DATA SUPPLIED:
--------------------

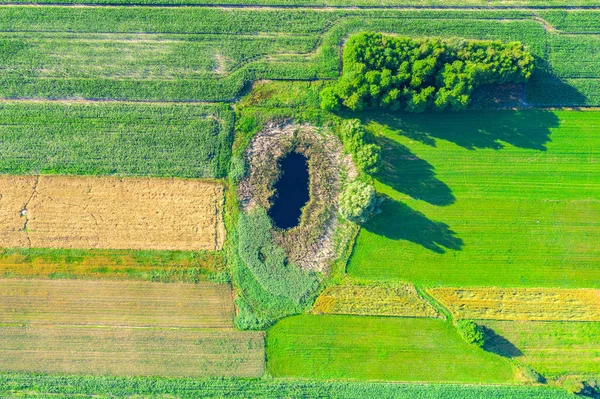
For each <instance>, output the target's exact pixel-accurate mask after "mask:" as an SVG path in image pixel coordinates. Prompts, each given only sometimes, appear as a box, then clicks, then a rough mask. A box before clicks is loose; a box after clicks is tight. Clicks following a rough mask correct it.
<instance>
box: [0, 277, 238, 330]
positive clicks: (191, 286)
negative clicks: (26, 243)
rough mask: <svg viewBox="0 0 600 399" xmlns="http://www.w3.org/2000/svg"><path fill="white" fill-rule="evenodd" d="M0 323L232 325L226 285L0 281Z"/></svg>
mask: <svg viewBox="0 0 600 399" xmlns="http://www.w3.org/2000/svg"><path fill="white" fill-rule="evenodd" d="M0 322H2V323H17V324H59V325H78V326H84V325H93V326H127V327H196V328H231V327H232V323H233V302H232V299H231V288H230V287H229V285H226V284H215V283H209V282H203V283H198V284H177V283H175V284H171V283H149V282H141V281H140V282H138V281H84V280H76V281H73V280H18V279H7V280H0Z"/></svg>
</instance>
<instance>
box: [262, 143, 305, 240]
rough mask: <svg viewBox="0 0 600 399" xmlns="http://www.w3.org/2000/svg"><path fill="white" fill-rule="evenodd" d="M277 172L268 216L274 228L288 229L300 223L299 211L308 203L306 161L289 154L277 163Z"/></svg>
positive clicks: (291, 153)
mask: <svg viewBox="0 0 600 399" xmlns="http://www.w3.org/2000/svg"><path fill="white" fill-rule="evenodd" d="M279 170H281V176H280V177H279V180H277V182H276V183H275V187H274V188H275V194H274V196H273V201H272V205H271V209H270V210H269V216H271V219H273V223H275V226H277V227H279V228H280V229H289V228H292V227H295V226H297V225H298V224H299V223H300V215H301V213H302V212H301V209H302V207H303V206H304V205H305V204H306V203H307V202H308V160H307V159H306V157H305V156H304V155H302V154H298V153H297V152H290V153H289V154H287V155H286V156H284V157H283V158H282V159H281V160H280V161H279Z"/></svg>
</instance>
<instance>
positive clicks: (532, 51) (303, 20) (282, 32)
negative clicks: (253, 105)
mask: <svg viewBox="0 0 600 399" xmlns="http://www.w3.org/2000/svg"><path fill="white" fill-rule="evenodd" d="M590 12H592V11H590ZM0 20H1V21H2V27H3V31H5V33H3V34H0V42H1V43H2V48H3V49H4V51H3V52H2V54H1V55H0V58H1V59H2V67H3V68H2V71H0V81H1V82H2V83H3V84H2V85H0V97H4V98H14V97H28V98H31V97H34V98H44V97H45V98H73V97H83V98H93V99H98V98H105V99H138V100H142V99H154V100H182V101H189V100H197V101H224V100H232V99H234V98H236V96H238V94H239V93H240V92H241V90H242V89H243V88H244V87H246V85H247V84H248V83H250V82H251V81H254V80H258V79H315V78H337V77H338V75H339V66H340V55H341V45H342V43H343V42H344V40H345V39H346V38H347V37H348V36H349V35H351V34H353V33H356V32H360V31H364V30H370V31H380V32H386V33H393V34H401V35H405V36H410V37H432V36H435V37H444V38H452V37H459V38H464V39H485V40H492V39H493V40H503V41H518V42H522V43H524V44H525V45H527V46H528V48H529V49H530V50H531V52H532V53H533V54H534V55H535V56H536V57H539V59H540V60H542V62H540V63H539V66H540V67H541V69H540V71H538V72H539V73H534V76H533V77H532V81H531V83H530V84H529V85H527V101H528V102H529V103H532V104H533V103H535V104H548V105H597V104H599V103H600V94H599V93H600V89H599V87H600V86H599V85H600V79H598V77H599V76H600V75H599V74H598V73H596V72H597V71H593V70H589V72H590V73H589V74H587V75H586V76H585V77H583V76H582V77H579V78H577V79H571V77H570V75H569V74H568V73H566V72H563V71H562V69H563V68H564V67H565V66H566V67H568V66H569V65H570V64H571V63H572V62H573V60H576V61H577V62H579V63H580V64H581V65H583V64H584V63H585V62H588V64H590V65H592V64H593V60H594V58H595V57H596V56H595V55H594V54H595V52H593V51H589V49H588V48H587V47H586V46H583V47H581V46H572V48H571V51H570V52H568V53H566V52H557V53H556V54H554V55H553V54H552V52H553V48H554V47H553V46H548V43H549V42H552V41H553V40H554V39H555V38H559V37H561V35H559V34H558V33H557V32H554V31H553V30H552V29H550V28H549V29H548V31H546V30H545V29H544V24H543V22H544V21H542V20H540V19H539V16H538V15H537V14H536V13H535V12H534V11H527V10H510V9H504V10H448V9H444V10H389V9H382V10H354V9H352V10H350V9H347V10H309V9H300V10H291V9H285V10H282V9H279V10H272V9H268V8H265V9H254V10H249V9H235V8H234V9H228V10H223V9H219V8H217V7H215V8H210V7H208V8H206V7H180V8H162V9H154V8H151V7H135V9H133V8H130V7H120V8H117V7H106V8H93V7H79V8H73V7H51V6H45V7H13V6H10V7H1V8H0ZM31 31H35V34H32V33H31ZM165 35H168V40H165ZM578 38H581V40H582V42H583V41H585V40H591V38H593V36H592V35H590V36H588V35H586V34H581V35H578V36H577V38H574V39H575V41H576V42H578ZM54 49H60V52H56V51H55V50H54ZM95 49H102V51H100V52H99V51H95ZM57 54H61V57H58V56H57ZM190 54H193V57H192V56H190ZM107 59H110V60H111V62H110V63H108V62H105V61H106V60H107ZM580 61H581V62H580ZM157 65H161V68H158V67H157ZM551 72H552V73H554V76H552V74H550V73H551ZM557 78H559V79H557ZM560 79H569V81H568V82H567V83H568V84H565V83H564V82H562V81H561V80H560Z"/></svg>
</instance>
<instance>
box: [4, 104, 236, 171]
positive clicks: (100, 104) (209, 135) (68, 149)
mask: <svg viewBox="0 0 600 399" xmlns="http://www.w3.org/2000/svg"><path fill="white" fill-rule="evenodd" d="M232 125H233V112H232V111H231V110H230V109H229V107H227V106H225V105H190V104H187V105H186V104H138V103H119V102H110V103H106V102H102V103H97V102H94V103H81V102H76V103H64V102H61V103H53V102H23V101H6V102H0V137H2V141H0V153H2V157H1V158H0V173H1V174H70V175H119V176H125V175H137V176H164V177H167V176H177V177H223V176H225V175H226V174H227V170H228V168H229V158H230V155H231V140H232V129H233V126H232Z"/></svg>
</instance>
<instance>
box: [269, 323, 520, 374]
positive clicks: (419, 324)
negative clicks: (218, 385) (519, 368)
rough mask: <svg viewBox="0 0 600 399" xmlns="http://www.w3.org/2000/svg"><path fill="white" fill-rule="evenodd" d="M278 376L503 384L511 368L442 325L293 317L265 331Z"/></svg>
mask: <svg viewBox="0 0 600 399" xmlns="http://www.w3.org/2000/svg"><path fill="white" fill-rule="evenodd" d="M267 359H268V362H267V366H268V370H269V372H270V373H271V374H272V375H274V376H276V377H302V378H316V379H350V380H392V381H425V382H426V381H435V382H464V383H505V382H510V381H512V380H513V370H512V367H511V365H510V364H509V363H508V362H506V361H505V360H504V359H502V358H500V357H498V356H497V355H494V354H490V353H486V352H484V351H483V350H482V349H480V348H477V347H475V346H472V345H470V344H468V343H466V342H465V341H464V340H463V339H462V338H461V337H460V336H459V335H458V333H457V332H456V330H455V329H454V327H453V326H452V325H451V324H449V323H445V322H443V321H441V320H433V319H420V318H394V317H369V316H332V315H328V316H316V315H303V316H293V317H289V318H286V319H283V320H280V321H279V322H278V323H277V324H275V325H274V326H273V327H271V328H270V329H269V330H268V332H267Z"/></svg>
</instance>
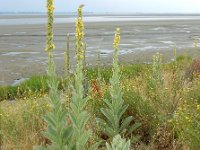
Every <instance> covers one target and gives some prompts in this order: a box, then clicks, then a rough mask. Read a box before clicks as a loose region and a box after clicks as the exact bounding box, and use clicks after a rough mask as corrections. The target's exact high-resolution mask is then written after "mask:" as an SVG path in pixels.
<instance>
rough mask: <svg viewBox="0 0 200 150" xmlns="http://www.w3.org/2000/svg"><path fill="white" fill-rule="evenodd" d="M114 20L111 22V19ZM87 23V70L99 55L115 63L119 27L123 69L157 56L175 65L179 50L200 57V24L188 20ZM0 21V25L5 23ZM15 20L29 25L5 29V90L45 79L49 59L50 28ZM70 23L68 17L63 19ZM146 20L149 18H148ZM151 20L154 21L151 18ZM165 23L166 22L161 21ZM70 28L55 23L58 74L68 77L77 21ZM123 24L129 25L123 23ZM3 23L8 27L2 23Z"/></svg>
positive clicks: (93, 63) (86, 51)
mask: <svg viewBox="0 0 200 150" xmlns="http://www.w3.org/2000/svg"><path fill="white" fill-rule="evenodd" d="M109 17H110V16H109ZM109 17H107V18H106V19H105V20H104V21H102V20H101V19H102V16H101V18H98V16H96V18H90V17H89V18H90V19H88V20H87V18H86V19H85V42H86V45H87V46H86V62H87V64H88V66H94V65H96V63H97V57H98V56H97V54H98V51H99V50H100V53H101V64H102V65H107V64H109V63H110V62H112V54H113V45H112V43H113V37H114V31H115V28H116V27H119V28H121V44H120V51H119V55H120V57H119V59H120V62H121V63H150V62H151V58H152V55H153V54H155V53H156V52H160V53H162V54H163V57H164V61H165V62H169V61H172V60H173V49H174V48H175V47H176V49H177V53H178V54H188V55H190V56H191V57H193V58H197V57H200V48H199V47H200V45H199V44H198V48H194V41H195V40H199V34H200V30H199V23H200V19H198V17H197V18H192V19H187V17H185V18H184V17H183V18H179V19H177V17H174V18H172V19H170V17H169V18H168V19H166V18H163V19H158V20H156V19H148V17H146V18H147V19H143V20H142V19H135V20H133V19H130V18H131V17H130V16H129V17H127V16H123V17H121V21H120V17H119V16H117V17H116V16H115V17H110V18H109ZM5 18H6V17H5V16H1V17H0V20H1V19H2V20H3V19H5ZM9 18H10V19H11V20H10V21H11V22H12V21H15V20H12V19H14V18H15V19H16V20H17V19H24V18H28V20H25V21H24V23H23V22H21V23H19V24H6V23H9V22H4V24H3V23H2V24H0V85H3V86H5V85H12V84H13V83H14V82H15V81H16V80H19V79H22V78H29V77H30V76H33V75H44V74H46V67H47V55H48V54H47V53H46V52H45V51H44V49H45V37H46V25H45V23H43V21H45V20H42V19H45V17H44V16H39V15H38V16H34V17H33V18H36V19H37V18H40V19H41V20H40V19H39V20H37V21H36V22H30V23H28V24H26V22H27V21H29V20H31V16H23V17H22V16H17V15H16V16H13V17H12V16H9ZM60 18H61V19H65V17H64V16H62V17H60ZM143 18H144V17H143ZM150 18H151V17H150ZM160 18H162V17H160ZM69 19H70V20H69V22H67V21H65V20H64V21H65V22H62V21H63V20H62V21H61V20H60V21H59V18H58V20H57V21H56V23H55V26H54V36H55V40H54V41H55V46H56V48H55V61H56V65H57V72H58V74H59V75H62V74H63V72H64V71H63V70H64V68H63V65H64V61H63V53H64V52H65V51H66V45H67V42H66V35H67V34H68V33H69V34H70V58H71V60H70V62H71V64H72V69H73V68H74V67H75V65H76V58H75V48H74V32H75V23H74V20H75V19H74V18H69ZM123 19H124V20H123ZM2 22H3V21H2Z"/></svg>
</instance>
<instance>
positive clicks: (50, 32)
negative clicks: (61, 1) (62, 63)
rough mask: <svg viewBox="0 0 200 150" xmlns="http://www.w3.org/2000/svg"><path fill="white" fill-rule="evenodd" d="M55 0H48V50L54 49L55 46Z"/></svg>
mask: <svg viewBox="0 0 200 150" xmlns="http://www.w3.org/2000/svg"><path fill="white" fill-rule="evenodd" d="M53 12H54V0H47V17H48V23H47V36H46V49H45V50H46V51H52V50H53V49H54V48H55V46H54V43H53V22H54V15H53Z"/></svg>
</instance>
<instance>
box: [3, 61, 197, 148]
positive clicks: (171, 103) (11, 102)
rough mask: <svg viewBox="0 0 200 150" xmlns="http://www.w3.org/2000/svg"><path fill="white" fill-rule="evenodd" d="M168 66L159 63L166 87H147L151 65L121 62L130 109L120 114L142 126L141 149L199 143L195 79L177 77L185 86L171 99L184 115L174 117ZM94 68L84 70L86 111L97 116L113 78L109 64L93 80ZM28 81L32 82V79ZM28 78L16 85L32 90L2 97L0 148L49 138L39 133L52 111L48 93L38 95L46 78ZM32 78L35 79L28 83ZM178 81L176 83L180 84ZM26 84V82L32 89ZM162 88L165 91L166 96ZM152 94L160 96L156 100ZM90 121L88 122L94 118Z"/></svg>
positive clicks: (26, 143) (66, 99)
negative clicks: (0, 137)
mask: <svg viewBox="0 0 200 150" xmlns="http://www.w3.org/2000/svg"><path fill="white" fill-rule="evenodd" d="M184 63H185V64H187V65H188V66H189V65H190V64H191V62H190V61H188V60H185V61H184ZM181 64H182V61H181V63H180V68H179V67H178V69H179V70H180V71H179V72H178V73H177V74H179V76H182V77H183V76H184V74H185V71H186V70H185V67H182V66H181ZM172 65H173V64H172V63H170V64H164V65H163V66H162V69H161V74H162V75H163V76H164V83H165V86H164V87H163V88H162V89H160V90H159V91H158V90H152V89H148V87H147V86H146V85H147V84H148V81H149V76H150V75H151V72H152V69H151V65H145V64H133V65H121V78H122V92H123V98H124V102H125V104H128V105H129V108H128V111H127V112H126V114H125V115H124V117H126V116H129V115H131V116H133V117H134V121H136V122H140V123H141V124H142V125H141V127H140V128H139V130H137V131H135V134H139V135H140V136H141V139H140V141H139V143H140V144H139V147H140V148H141V147H142V145H143V146H144V145H145V147H154V148H155V147H160V145H163V144H165V145H168V148H171V149H172V147H173V142H172V141H174V142H175V143H176V146H179V147H178V148H179V149H182V148H183V147H193V148H195V147H197V148H198V147H199V146H198V145H197V144H198V140H199V139H198V138H197V139H195V140H192V139H194V138H195V137H194V136H198V135H199V133H198V132H196V131H198V128H196V127H198V126H197V125H195V124H196V123H199V120H198V119H199V115H198V112H199V104H200V94H199V93H200V92H199V89H200V82H199V78H195V79H193V80H192V81H188V80H187V79H185V78H180V79H181V81H182V83H184V84H183V86H182V90H180V89H176V90H177V93H176V96H175V97H176V98H175V99H179V100H180V103H179V104H178V107H177V111H181V114H182V115H181V116H180V118H175V117H174V115H173V114H171V113H170V112H171V108H172V107H171V106H173V102H174V101H171V100H172V98H173V96H174V95H173V91H174V90H175V89H174V85H173V82H172V83H171V84H170V82H169V81H170V80H171V77H172V76H173V67H172ZM178 66H179V64H178ZM96 70H97V68H89V69H88V70H87V76H88V80H89V93H88V96H89V98H90V100H89V103H88V106H87V109H88V111H89V112H90V113H91V114H95V116H101V113H100V111H99V110H100V108H102V107H103V106H104V102H103V99H108V98H110V95H109V86H110V84H109V82H107V81H108V79H109V78H110V76H111V68H110V67H105V68H101V69H100V70H101V71H100V74H101V77H102V78H101V79H100V82H99V81H98V80H97V78H98V74H97V73H96ZM31 79H34V80H32V81H31ZM31 79H30V80H28V81H25V82H24V83H22V84H21V85H19V87H21V89H24V90H25V91H27V90H29V89H32V91H35V92H30V93H29V92H25V91H22V92H21V93H24V95H20V96H19V98H17V99H16V101H9V100H4V101H2V102H1V103H0V115H1V148H2V149H31V147H33V146H34V145H39V144H45V143H46V144H47V143H48V142H49V141H48V140H47V139H46V138H45V137H43V135H42V131H43V130H44V129H45V128H46V124H45V122H44V121H43V119H42V118H41V116H43V115H44V114H46V113H47V112H48V110H49V109H50V107H49V106H48V103H47V97H48V96H47V95H46V93H47V91H46V92H44V93H43V94H41V91H45V90H44V89H43V88H44V87H45V86H42V85H41V83H46V82H39V81H41V79H43V81H46V78H45V77H34V78H31ZM94 80H95V81H96V86H99V91H98V92H101V95H99V93H98V92H97V91H95V90H94V87H95V86H94V85H93V84H94V82H93V81H94ZM177 80H178V79H177ZM33 81H38V82H37V83H34V84H33V85H31V83H33ZM177 84H180V82H178V83H177ZM28 85H30V87H29V86H28ZM22 87H23V88H22ZM47 90H48V88H47ZM60 90H62V88H60ZM162 91H164V95H163V93H162ZM13 93H14V92H13ZM16 93H17V92H16ZM16 93H14V94H13V97H17V95H15V94H16ZM27 93H28V94H27ZM154 95H156V97H158V98H157V99H155V97H154ZM61 96H62V101H63V105H64V106H68V105H69V104H68V103H69V98H70V95H68V94H66V93H65V91H63V94H62V95H61ZM165 101H166V102H167V104H165V105H164V107H162V105H161V104H162V103H164V102H165ZM185 107H186V108H185ZM194 108H196V111H193V109H194ZM188 111H192V114H193V115H192V116H195V115H196V116H195V117H196V118H194V117H192V116H191V115H189V116H188V115H187V114H188ZM179 114H180V112H179ZM188 117H192V118H191V122H192V123H193V124H194V125H195V126H196V127H195V128H193V126H191V125H192V124H190V122H188V121H187V119H186V120H185V118H188ZM93 119H94V118H93V117H92V118H91V120H93ZM90 122H91V123H92V122H93V121H90ZM91 125H92V126H93V130H94V133H96V136H97V137H102V138H103V136H104V135H102V134H101V132H100V131H99V130H98V127H95V125H94V124H91ZM187 128H189V129H190V130H191V131H190V132H191V133H188V132H189V131H187V132H186V130H185V129H187ZM162 134H163V136H164V135H165V134H166V135H167V134H169V136H166V135H165V136H166V137H160V136H161V135H162ZM193 134H194V135H193ZM94 139H96V138H94ZM164 139H165V140H164ZM190 139H191V140H190ZM162 140H164V141H162ZM163 142H164V143H163ZM194 142H195V143H194ZM141 143H142V144H141ZM191 145H192V146H191ZM138 149H139V148H138ZM152 149H153V148H152ZM155 149H156V148H155Z"/></svg>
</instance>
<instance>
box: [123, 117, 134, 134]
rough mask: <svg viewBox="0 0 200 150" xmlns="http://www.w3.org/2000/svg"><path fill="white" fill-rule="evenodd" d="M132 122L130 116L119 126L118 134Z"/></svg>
mask: <svg viewBox="0 0 200 150" xmlns="http://www.w3.org/2000/svg"><path fill="white" fill-rule="evenodd" d="M132 120H133V117H132V116H129V117H127V118H125V119H124V120H123V122H122V125H121V126H120V132H121V131H123V130H124V129H125V128H127V127H128V126H129V125H130V123H131V121H132Z"/></svg>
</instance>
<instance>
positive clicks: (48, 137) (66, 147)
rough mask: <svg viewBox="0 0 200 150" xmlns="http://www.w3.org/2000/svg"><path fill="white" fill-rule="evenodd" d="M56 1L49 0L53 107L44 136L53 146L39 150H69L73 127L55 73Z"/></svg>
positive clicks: (48, 6) (56, 77) (49, 66)
mask: <svg viewBox="0 0 200 150" xmlns="http://www.w3.org/2000/svg"><path fill="white" fill-rule="evenodd" d="M53 11H54V1H53V0H47V15H48V25H47V43H46V51H47V52H48V53H49V61H48V71H47V74H48V85H49V90H50V92H49V103H50V106H51V112H49V113H48V114H47V115H46V116H45V117H44V120H45V121H46V122H47V124H48V128H47V131H46V132H45V133H44V135H45V136H46V137H47V138H48V139H49V140H50V141H51V145H48V146H47V148H44V147H39V148H38V149H50V150H64V149H68V146H67V145H68V141H69V139H70V137H71V135H72V126H68V127H67V121H66V118H67V111H66V109H63V108H62V103H61V99H60V95H59V94H58V93H59V92H58V84H59V82H58V80H57V75H56V71H55V65H54V60H53V49H54V48H55V46H54V43H53V21H54V16H53Z"/></svg>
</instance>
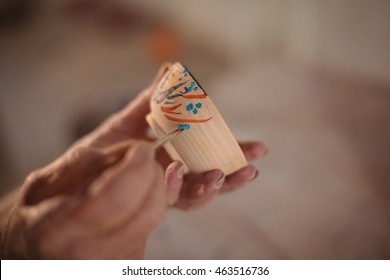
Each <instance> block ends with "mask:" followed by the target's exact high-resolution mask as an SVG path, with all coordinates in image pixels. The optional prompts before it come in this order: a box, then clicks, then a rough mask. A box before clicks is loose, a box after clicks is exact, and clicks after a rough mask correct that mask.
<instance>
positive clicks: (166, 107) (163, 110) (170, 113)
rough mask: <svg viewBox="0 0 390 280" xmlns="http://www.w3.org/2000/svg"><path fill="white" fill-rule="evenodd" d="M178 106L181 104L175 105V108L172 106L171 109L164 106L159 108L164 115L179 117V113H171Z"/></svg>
mask: <svg viewBox="0 0 390 280" xmlns="http://www.w3.org/2000/svg"><path fill="white" fill-rule="evenodd" d="M180 106H181V104H179V105H176V106H172V107H164V106H161V111H163V112H164V113H168V114H176V115H180V114H181V113H179V112H173V111H174V110H176V109H177V108H179V107H180Z"/></svg>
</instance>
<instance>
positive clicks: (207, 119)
mask: <svg viewBox="0 0 390 280" xmlns="http://www.w3.org/2000/svg"><path fill="white" fill-rule="evenodd" d="M165 117H166V118H167V119H168V120H170V121H173V122H183V123H202V122H208V121H209V120H211V119H212V117H210V118H208V119H198V120H196V119H181V118H175V117H171V116H168V115H167V114H165Z"/></svg>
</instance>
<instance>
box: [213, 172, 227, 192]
mask: <svg viewBox="0 0 390 280" xmlns="http://www.w3.org/2000/svg"><path fill="white" fill-rule="evenodd" d="M224 182H225V174H224V173H222V174H221V177H219V179H218V181H217V182H216V183H215V188H216V189H217V190H218V189H220V188H221V187H222V185H223V183H224Z"/></svg>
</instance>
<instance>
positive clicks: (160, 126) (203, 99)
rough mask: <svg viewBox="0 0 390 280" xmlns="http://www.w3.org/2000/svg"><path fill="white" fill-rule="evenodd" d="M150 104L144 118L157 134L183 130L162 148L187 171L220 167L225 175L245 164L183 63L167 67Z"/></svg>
mask: <svg viewBox="0 0 390 280" xmlns="http://www.w3.org/2000/svg"><path fill="white" fill-rule="evenodd" d="M150 107H151V113H150V114H149V115H148V116H147V117H146V120H147V122H148V123H149V125H150V126H151V128H152V129H153V131H154V132H155V133H156V135H157V137H158V138H163V137H165V136H166V135H169V134H170V133H171V132H172V131H174V130H177V129H180V130H182V131H183V132H182V133H180V134H179V135H177V136H176V137H175V138H174V139H172V140H171V141H170V142H168V143H165V144H164V148H165V150H166V151H167V152H168V154H169V155H170V156H171V158H172V159H173V160H177V161H180V162H183V163H184V166H185V171H186V172H194V173H201V172H205V171H208V170H212V169H221V170H222V171H223V172H224V173H225V174H226V175H228V174H231V173H233V172H235V171H237V170H238V169H240V168H242V167H244V166H245V165H247V161H246V159H245V156H244V154H243V153H242V151H241V149H240V147H239V145H238V143H237V141H236V139H235V137H234V136H233V134H232V133H231V131H230V129H229V127H228V125H227V124H226V122H225V121H224V119H223V118H222V116H221V114H220V113H219V111H218V109H217V108H216V107H215V105H214V103H213V102H212V101H211V99H210V97H209V96H208V95H207V94H206V92H205V91H204V90H203V88H202V87H201V86H200V85H199V83H198V82H197V81H196V80H195V78H194V77H193V76H192V75H191V74H190V73H189V72H188V70H187V69H186V68H185V67H184V66H183V65H182V64H180V63H178V62H177V63H174V64H172V65H171V66H170V67H169V69H168V71H167V72H166V73H165V75H164V77H163V78H162V79H161V81H160V82H159V84H158V85H157V87H156V89H155V91H154V93H153V96H152V98H151V101H150ZM190 126H191V128H190ZM184 130H186V131H184Z"/></svg>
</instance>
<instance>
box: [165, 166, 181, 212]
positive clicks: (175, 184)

--------------------

Gather every line above that contains the string "pixels", and copy each one in full. Only matches with the same uppercase and lowercase letters count.

Every <instance> covers one target and gives some prompts in this order: a box, then clicks, then a rough mask. Read a box before clicks as a loose region and a box after clicks as the exact bounding box, and use clicks after a rough mask as corrections. The target's exact high-resolution mask is then written after "mask:" as an SVG path in pixels.
Each <instance> block ends with "mask:" followed by the target's exact high-resolution mask as an SVG path, with all coordinates in image pixels. The optional prompts before it come in this order: a box, then clicks, then a rough mask. A box before clicks is loose, a box after clicks is exact, and clicks after a rough mask correct that mask.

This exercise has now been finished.